BEGIN Data listing

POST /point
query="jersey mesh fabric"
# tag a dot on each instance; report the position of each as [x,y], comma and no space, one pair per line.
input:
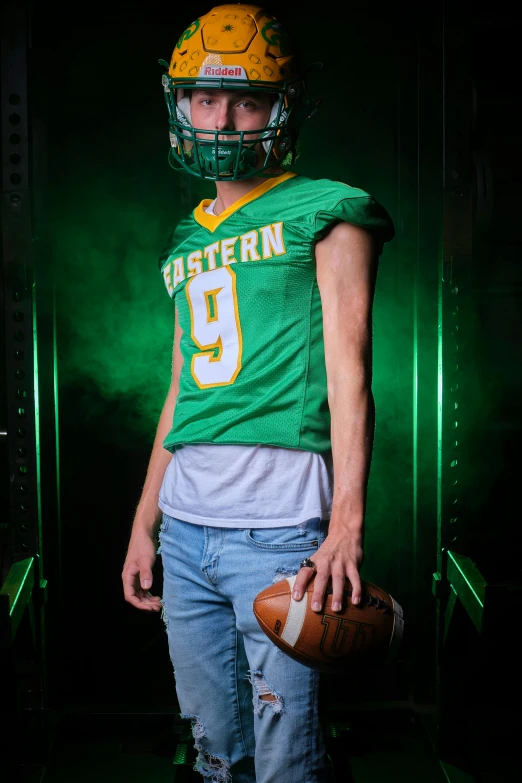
[249,307]
[259,485]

END Data listing

● **Given instruction**
Please convert the lines above into a JSON list of strings with one string per line, skipping any blank lines and leaving the pictures out.

● **Reply**
[
  "POST /point",
  "query=\"jersey mesh fabric\"",
  "# tag a dot on each instance; report the position of each as [x,y], comma and no space, one pair per line.",
  "input:",
  "[249,307]",
  "[259,485]"
]